## WHAT IS NEEDED:
Copy every row below word for word, leaving out the picture.
## Start RECORDS
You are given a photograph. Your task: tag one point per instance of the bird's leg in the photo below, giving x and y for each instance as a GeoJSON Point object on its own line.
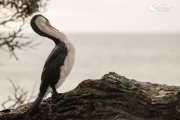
{"type": "Point", "coordinates": [54, 93]}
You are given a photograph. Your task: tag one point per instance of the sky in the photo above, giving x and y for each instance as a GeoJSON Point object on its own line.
{"type": "Point", "coordinates": [114, 15]}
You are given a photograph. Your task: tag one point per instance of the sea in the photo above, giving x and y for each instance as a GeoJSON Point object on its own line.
{"type": "Point", "coordinates": [146, 57]}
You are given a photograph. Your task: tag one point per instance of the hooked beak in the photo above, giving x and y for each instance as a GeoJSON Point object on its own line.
{"type": "Point", "coordinates": [51, 27]}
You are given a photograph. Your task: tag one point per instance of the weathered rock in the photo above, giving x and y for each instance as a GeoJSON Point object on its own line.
{"type": "Point", "coordinates": [112, 97]}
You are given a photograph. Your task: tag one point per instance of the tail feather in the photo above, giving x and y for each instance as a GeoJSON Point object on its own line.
{"type": "Point", "coordinates": [34, 106]}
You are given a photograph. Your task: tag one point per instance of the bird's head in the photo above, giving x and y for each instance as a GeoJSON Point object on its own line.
{"type": "Point", "coordinates": [41, 26]}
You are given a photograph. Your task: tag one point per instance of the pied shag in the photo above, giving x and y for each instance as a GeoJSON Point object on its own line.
{"type": "Point", "coordinates": [59, 63]}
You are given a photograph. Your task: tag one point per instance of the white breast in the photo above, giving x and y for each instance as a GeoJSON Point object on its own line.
{"type": "Point", "coordinates": [68, 62]}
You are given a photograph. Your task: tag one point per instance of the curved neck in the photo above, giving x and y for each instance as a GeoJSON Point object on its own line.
{"type": "Point", "coordinates": [43, 31]}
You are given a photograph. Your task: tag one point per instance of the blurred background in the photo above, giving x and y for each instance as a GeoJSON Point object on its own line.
{"type": "Point", "coordinates": [136, 39]}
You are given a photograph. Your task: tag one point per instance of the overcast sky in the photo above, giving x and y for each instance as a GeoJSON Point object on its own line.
{"type": "Point", "coordinates": [114, 15]}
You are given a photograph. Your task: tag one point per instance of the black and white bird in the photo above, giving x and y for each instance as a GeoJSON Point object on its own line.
{"type": "Point", "coordinates": [59, 63]}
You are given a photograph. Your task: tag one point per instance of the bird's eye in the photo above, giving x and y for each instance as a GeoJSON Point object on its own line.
{"type": "Point", "coordinates": [47, 23]}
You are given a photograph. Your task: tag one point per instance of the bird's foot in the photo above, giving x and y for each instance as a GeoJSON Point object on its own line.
{"type": "Point", "coordinates": [54, 94]}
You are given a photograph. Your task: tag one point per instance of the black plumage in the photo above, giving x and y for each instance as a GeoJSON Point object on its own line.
{"type": "Point", "coordinates": [52, 68]}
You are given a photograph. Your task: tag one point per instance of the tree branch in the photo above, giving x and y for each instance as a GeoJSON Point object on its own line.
## End RECORDS
## WRITTEN RESPONSE:
You are given a photograph. Your task: tag one point per instance of the bird's leg in the photo below, giving x and y for each instance as a GeoJSON Point object on its own line.
{"type": "Point", "coordinates": [54, 93]}
You are given a photograph. Your task: tag one point per instance of the sky in the photo above, giving x and y for each instance as a GeoJSON Point object on its own line.
{"type": "Point", "coordinates": [114, 15]}
You are given a photograph. Your task: tag one point per instance of the sea in the photo above, giving x and y for each instance as a GeoJSON Point object on its own line.
{"type": "Point", "coordinates": [146, 57]}
You are given a photograph. Your task: tag one point per instance of the hooked beak in the photo above, giving x and y for each instance as a GeoJSON Point object on its own line.
{"type": "Point", "coordinates": [51, 27]}
You are given a photograph. Your task: tag one point per instance of the weathered rock in the photo above, giving x and y for each instance as a GeoJSON Point object on its own line.
{"type": "Point", "coordinates": [112, 97]}
You are given a photograph. Your task: tag one point per instance of the tail feather in the photo above, giving x and y for each instance as a GeoJSON Point object on its own line.
{"type": "Point", "coordinates": [34, 106]}
You are given a photograph. Your task: tag one point per instance of the bird's head in the photo above, giving x and y for each instance as a GeoJSON Point object on its own line.
{"type": "Point", "coordinates": [41, 26]}
You are given a photograph. Your task: tag one point per instance of the pied shag in the photo above, giving x and y for each instance as a GeoJSON Point object on its own line.
{"type": "Point", "coordinates": [59, 63]}
You are given a photograph. Your task: tag one point per instance of the white breast in the photo above, giving x and y for each instance as a GeoJSON Point object on its own line.
{"type": "Point", "coordinates": [68, 62]}
You are given a photograph. Your task: tag one point per instance of the curved neck in the photo above, giving x and y for each instance as a GeoJSON Point object on its own line.
{"type": "Point", "coordinates": [43, 31]}
You are given a photograph. Your task: tag one point per instance of the blurred background in the photo above, giving x and y for each instance as a GeoJSON Point object on its own line.
{"type": "Point", "coordinates": [136, 39]}
You are given a photograph. Your task: tag one point per instance of the overcast sky in the photo above, giving x and y for each instance as a GeoJSON Point object on its own line.
{"type": "Point", "coordinates": [114, 15]}
You are given a photograph. Your task: tag one point per instance of the black and white bird in the photo above, giving x and y for each instance as a GeoJSON Point object on its own line.
{"type": "Point", "coordinates": [59, 63]}
You are given a photograph. Your task: tag one point per instance of the bird's eye in the photo above, giving x and y for each instance as a GeoJSON Point object on its own line.
{"type": "Point", "coordinates": [47, 23]}
You are given a photograph. Your task: tag one point per instance of the bird's foot in the photo above, giving x and y for each instance as a GeoJSON Point object on its own line.
{"type": "Point", "coordinates": [54, 94]}
You are given a photograph. Your task: tag one point per instance of the black plumage in the photo above, giving x and y for each instance as a GeoJSON Point object on its own line.
{"type": "Point", "coordinates": [52, 68]}
You are given a photograph. Your task: tag one point per instance of the tree branch in the photo above, giving x and y for each instance as a GeoJSON Point object on its own line.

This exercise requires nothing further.